Direction 1 - In the blog post, which sculpture of hands does the writer single out for its simplicity?
Direction 2 - Please put everything in the listing, from its start down to the line containing "[[323, 265]]", into a JSON list of strings with one string per line, skipping blank lines and omitting the pictures.

Text -
I also love the sculpture called 'Sleep'.  This the the first form.  He did a final I think in marble, but for me this was the one I preferred!  I just love her face.


The other theme I really liked were the sculptures of hands.  There was the simplicity of this one called 'The Cathedral':......

...the beauty of 'The Lovers' Hands'.......



........and I guess the divinity of this one.....I didn't get its name...though it was something to do with creation I think!



The lovers, 'Paolo and Francesca' were breathtaking!



There were so many others that were wonderful.  I think I have discovered sculpture now!  What will the theme of my life here in Europe have been.....learning, learning, learning about art!

Thursday 13 January 2011

Rodin will have to wait!

The view from Montville, 2006

My last few evenings have been filled with watching news stories from home in Australia and catching up with my family and friends in some of the flooded areas.  I am so grateful that they are all safe and well.  I hear that in many circumstances the post flood challenges of moving about their towns and neighbourhoods and being able to buy food and fuel are enormous.  It is hard to explain the range of feelings I have felt watching from this distance.  I guess that even if I were right there I would still feel completely overwhelmed in the face of a disaster of such huge proportions. 

I guess as time moves forward the emotion that is shining through is pride!  I am proud to be an Aussie when I watch the way we move forward under such dire circumstances.  I am proud to be an Aussie to see a friend of my daughter (a young mum in her early 20's) organising collections of goods for flood relief!  I am proud to be an Aussie when I hear the great stories of mateship coming out all the time in the film and news articles we are seeing from here on the other side of the world!  I am proud to be an Aussie when there is a wonderful family stepping right up to help and support my children as they move forward in their lives (not flood connected)!  I hope you realise how much your love and support means to them and me!

Supplied material -
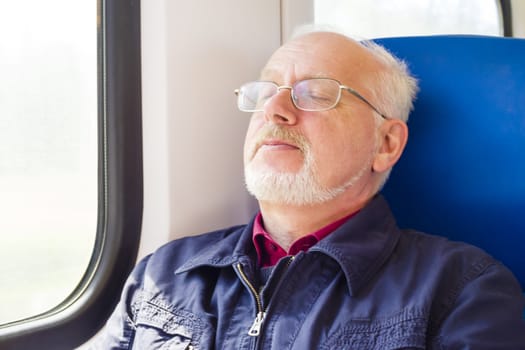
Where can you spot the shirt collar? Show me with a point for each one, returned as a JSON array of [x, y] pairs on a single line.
[[360, 246], [269, 252]]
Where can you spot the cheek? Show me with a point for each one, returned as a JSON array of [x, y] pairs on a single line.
[[251, 132]]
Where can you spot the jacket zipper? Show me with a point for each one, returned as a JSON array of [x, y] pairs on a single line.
[[255, 329]]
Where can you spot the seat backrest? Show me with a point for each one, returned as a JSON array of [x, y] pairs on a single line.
[[462, 174]]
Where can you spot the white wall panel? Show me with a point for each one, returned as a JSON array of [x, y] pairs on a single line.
[[195, 53]]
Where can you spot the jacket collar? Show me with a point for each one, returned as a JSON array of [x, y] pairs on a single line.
[[363, 244], [360, 246]]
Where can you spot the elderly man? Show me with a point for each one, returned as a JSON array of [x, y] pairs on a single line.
[[323, 265]]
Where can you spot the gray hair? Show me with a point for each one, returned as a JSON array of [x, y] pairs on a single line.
[[394, 88]]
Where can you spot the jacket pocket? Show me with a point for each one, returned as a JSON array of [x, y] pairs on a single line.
[[406, 330], [162, 328]]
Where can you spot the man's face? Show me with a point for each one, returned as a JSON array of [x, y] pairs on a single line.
[[297, 157]]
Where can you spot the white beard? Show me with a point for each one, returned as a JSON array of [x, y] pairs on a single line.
[[299, 189]]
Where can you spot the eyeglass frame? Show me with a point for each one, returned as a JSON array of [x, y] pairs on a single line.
[[291, 88]]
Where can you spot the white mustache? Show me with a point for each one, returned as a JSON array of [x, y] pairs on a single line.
[[282, 134]]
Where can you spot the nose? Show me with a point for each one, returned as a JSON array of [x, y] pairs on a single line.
[[279, 109]]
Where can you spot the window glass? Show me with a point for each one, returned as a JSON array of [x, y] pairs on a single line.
[[387, 18], [48, 151]]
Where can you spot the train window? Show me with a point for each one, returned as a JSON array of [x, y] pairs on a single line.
[[386, 18], [70, 166], [48, 152]]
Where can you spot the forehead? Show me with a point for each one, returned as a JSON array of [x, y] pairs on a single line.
[[319, 55]]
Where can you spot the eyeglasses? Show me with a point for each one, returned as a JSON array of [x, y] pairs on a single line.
[[311, 95]]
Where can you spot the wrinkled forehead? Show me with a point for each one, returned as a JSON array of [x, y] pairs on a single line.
[[320, 55]]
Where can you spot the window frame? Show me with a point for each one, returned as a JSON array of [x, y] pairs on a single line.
[[120, 191]]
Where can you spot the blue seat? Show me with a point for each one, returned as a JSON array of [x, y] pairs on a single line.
[[463, 172]]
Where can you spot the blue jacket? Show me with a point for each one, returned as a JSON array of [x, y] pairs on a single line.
[[368, 285]]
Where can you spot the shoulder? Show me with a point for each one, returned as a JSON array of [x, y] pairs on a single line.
[[177, 252]]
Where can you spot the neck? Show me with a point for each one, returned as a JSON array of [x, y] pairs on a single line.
[[286, 223]]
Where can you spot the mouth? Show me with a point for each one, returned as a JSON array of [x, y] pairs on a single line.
[[277, 144]]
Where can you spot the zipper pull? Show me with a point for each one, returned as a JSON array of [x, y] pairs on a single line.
[[255, 330]]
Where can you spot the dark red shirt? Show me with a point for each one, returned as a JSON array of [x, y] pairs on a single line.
[[269, 252]]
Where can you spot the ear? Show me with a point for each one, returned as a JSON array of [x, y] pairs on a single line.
[[393, 136]]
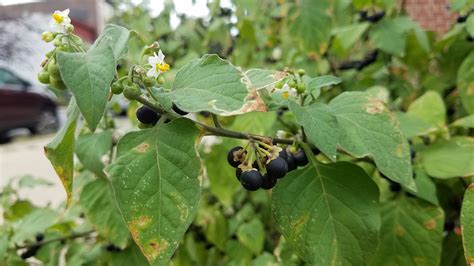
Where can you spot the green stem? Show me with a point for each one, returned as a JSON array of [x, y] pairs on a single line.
[[214, 131]]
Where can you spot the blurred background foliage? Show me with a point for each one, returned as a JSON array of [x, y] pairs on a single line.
[[370, 44]]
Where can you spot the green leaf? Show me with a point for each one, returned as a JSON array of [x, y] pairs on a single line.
[[97, 200], [91, 147], [210, 84], [467, 223], [155, 180], [449, 158], [470, 25], [60, 151], [426, 188], [412, 126], [411, 234], [328, 213], [115, 36], [88, 76], [34, 223], [252, 235], [453, 252], [262, 78], [312, 25], [430, 108], [368, 129], [465, 82], [320, 125], [466, 122], [223, 183], [389, 36]]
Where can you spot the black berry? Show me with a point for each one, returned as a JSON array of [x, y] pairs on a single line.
[[251, 180], [290, 160], [147, 115], [395, 187], [179, 111], [238, 173], [268, 182], [277, 168], [283, 154], [231, 156], [300, 158]]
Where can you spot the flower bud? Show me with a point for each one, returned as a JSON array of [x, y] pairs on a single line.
[[47, 36]]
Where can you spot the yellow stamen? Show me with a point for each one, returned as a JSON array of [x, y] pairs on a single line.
[[163, 67], [58, 18]]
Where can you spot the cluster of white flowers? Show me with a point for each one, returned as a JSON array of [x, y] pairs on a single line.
[[158, 65], [60, 20]]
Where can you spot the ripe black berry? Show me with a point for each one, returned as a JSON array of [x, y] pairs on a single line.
[[290, 160], [268, 182], [300, 158], [179, 111], [277, 168], [238, 173], [232, 156], [251, 180], [147, 115], [283, 154]]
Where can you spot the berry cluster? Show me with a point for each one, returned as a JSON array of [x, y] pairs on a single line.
[[148, 117], [270, 165]]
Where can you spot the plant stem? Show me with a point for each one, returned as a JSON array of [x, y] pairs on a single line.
[[215, 119], [214, 131], [41, 243]]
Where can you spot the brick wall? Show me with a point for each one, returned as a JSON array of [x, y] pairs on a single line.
[[433, 15]]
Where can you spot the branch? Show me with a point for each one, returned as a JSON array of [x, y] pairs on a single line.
[[41, 243]]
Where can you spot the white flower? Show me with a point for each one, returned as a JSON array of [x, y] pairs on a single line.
[[287, 91], [158, 65], [60, 19]]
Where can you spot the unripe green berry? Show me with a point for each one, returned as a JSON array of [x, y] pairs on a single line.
[[300, 87], [43, 77], [149, 81], [53, 70], [131, 91], [161, 79], [58, 42], [279, 84], [117, 88], [47, 36], [69, 28], [57, 83], [292, 83]]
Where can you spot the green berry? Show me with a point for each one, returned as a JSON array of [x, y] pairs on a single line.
[[117, 88], [53, 70], [161, 79], [279, 84], [300, 87], [47, 36], [131, 91], [149, 81], [57, 83], [49, 54], [43, 77], [69, 28], [58, 42]]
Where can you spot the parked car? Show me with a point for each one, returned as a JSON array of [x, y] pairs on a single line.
[[24, 106]]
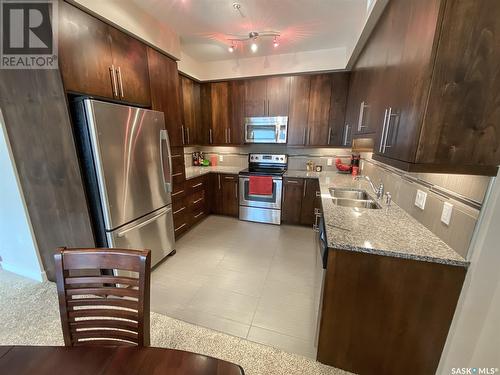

Final answer 1 - 'The Cathedral'

Final answer 2 -
[
  "Where can you spot the shirt collar? Show me with a point for each one, returned as a JSON array of [x, y] pairs on a single line.",
  "[[360, 246], [269, 252]]",
  "Where can you spot the cheek? Show me with a point for each one, returned as a JSON array of [x, y] pairs on a single line.",
  "[[251, 132]]",
  "Where can you spot the jacket zipper? Show me with a point for each one, returned as a JSON array of [x, y] pairs on a single line.",
  "[[255, 329]]",
  "Where can you spot the seat backrest? Show me with a point for each one, returned as a JSON array of [x, y] pairs on a single line.",
  "[[462, 174]]",
  "Where can you spot the white wall panel? Show me with a point for each one, returned as a JSON array of [x, y] pairs on a single line.",
  "[[195, 53]]",
  "Where can you spot the jacket collar? Show me with a point for each one, returned as a JSON array of [x, y] pairs on a single line.",
  "[[363, 244], [360, 246]]",
  "Where can you spot the elderly man? Show me with a point for each one, returned as a JSON array of [x, y] pairs on a single line.",
  "[[323, 265]]"
]